Extracted entries:
[Start of Attachment]
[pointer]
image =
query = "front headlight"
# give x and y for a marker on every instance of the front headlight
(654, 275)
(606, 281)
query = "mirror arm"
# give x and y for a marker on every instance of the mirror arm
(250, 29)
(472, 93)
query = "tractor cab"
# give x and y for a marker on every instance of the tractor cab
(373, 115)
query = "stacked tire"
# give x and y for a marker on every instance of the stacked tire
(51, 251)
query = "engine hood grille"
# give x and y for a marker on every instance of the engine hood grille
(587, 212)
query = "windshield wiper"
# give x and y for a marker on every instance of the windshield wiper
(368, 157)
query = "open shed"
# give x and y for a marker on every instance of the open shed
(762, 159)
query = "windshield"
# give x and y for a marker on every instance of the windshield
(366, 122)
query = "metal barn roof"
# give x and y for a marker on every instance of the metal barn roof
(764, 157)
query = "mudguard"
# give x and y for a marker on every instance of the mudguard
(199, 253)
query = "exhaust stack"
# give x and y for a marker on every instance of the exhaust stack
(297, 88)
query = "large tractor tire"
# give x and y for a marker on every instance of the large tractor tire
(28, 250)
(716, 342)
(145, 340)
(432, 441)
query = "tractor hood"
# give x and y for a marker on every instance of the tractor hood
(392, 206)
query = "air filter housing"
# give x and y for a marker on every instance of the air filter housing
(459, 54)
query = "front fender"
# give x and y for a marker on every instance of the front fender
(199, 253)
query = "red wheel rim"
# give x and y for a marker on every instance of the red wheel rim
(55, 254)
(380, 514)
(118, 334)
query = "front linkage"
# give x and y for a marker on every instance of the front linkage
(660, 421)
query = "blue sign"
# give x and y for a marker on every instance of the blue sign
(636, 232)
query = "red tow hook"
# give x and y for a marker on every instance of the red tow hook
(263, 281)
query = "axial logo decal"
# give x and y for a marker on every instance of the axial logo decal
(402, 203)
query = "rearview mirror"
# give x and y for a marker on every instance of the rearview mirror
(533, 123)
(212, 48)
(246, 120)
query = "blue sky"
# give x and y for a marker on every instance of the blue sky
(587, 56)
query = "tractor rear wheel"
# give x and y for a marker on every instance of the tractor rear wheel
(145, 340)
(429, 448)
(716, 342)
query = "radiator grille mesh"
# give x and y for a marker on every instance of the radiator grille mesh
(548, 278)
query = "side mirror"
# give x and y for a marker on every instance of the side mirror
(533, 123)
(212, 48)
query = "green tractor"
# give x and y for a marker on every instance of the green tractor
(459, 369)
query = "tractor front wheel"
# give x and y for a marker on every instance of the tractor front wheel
[End of Attachment]
Problem description: Transcribe the full listing, matching it exactly.

Answer section:
[pointer]
image =
query = "front headlight"
# give x and y for a marker on every instance of the front headlight
(654, 275)
(606, 281)
query = "mirror arm"
# give x and y for a marker on every instance of the mirror arm
(250, 29)
(472, 93)
query = "tractor cab"
# give x and y for a marker on every instance of the tractor cab
(373, 115)
query = "stacked tire"
# give x and y for a marker on every instance of the stacked tire
(51, 251)
query = "engine hood grille"
# give x and y for a marker on every instance of the engine hood grille
(587, 212)
query = "windshield wiper"
# give x and y for a marker on every instance of the windshield wiper
(368, 157)
query = "open shed"
# give x and y for a marker on every instance of the open shed
(762, 159)
query = "windshield"
# give x and y for a marker on every instance of the windshield
(366, 122)
query = "metal barn roof"
# give x and y for a marker on every instance of the metal barn roof
(764, 157)
query = "mudguard"
# give x and y for a marker on every instance of the mudguard
(199, 253)
query = "exhaust stack"
# give x and y for a marker on every instance of the exhaust stack
(297, 88)
query = "large tractor tire"
# give x and y for a marker on every instance of the large tractor tire
(28, 250)
(716, 342)
(145, 340)
(432, 441)
query = "tractor hood"
# give x and y for a marker on every instance of the tractor hood
(392, 206)
query = "air filter housing"
# give x and y for a marker on every instance of the air filter housing
(459, 54)
query = "front fender"
# give x and y for a marker on every instance of the front fender
(199, 253)
query = "red wheel rim"
# give x and y for a marker on every instance of the red wheel rim
(55, 254)
(380, 514)
(118, 334)
query = "front linkage"
# give x and y for a marker on every instance of the front linkage
(660, 421)
query = "blue sign"
# give x and y for a marker on every instance of the blue sign
(636, 232)
query = "red tow hook"
# give x and y for a marker on every instance of the red tow hook
(263, 281)
query = "axial logo decal"
# give x and y for a marker on every instance of the axial logo decal
(402, 203)
query = "rearview mirror"
# give x and y for a marker on every instance of the rearview mirror
(533, 123)
(212, 48)
(246, 120)
query = "blue sky"
# give x and y for a marker on every instance of the blue sky
(587, 56)
query = "tractor rear wheel"
# give x and y for a marker on every instance of the tractor rear wheel
(145, 340)
(429, 448)
(716, 342)
query = "radiator grille mesh"
# give x and y for a marker on every instance of the radiator grille mesh
(548, 278)
query = "side mirror"
# give x and y for a marker on every instance of the side mirror
(533, 123)
(212, 48)
query = "green tractor"
# give x and y for a marker on every instance of the green tractor
(459, 369)
query = "tractor front wheel"
# give x and y for a marker on every instance of the tractor front wheel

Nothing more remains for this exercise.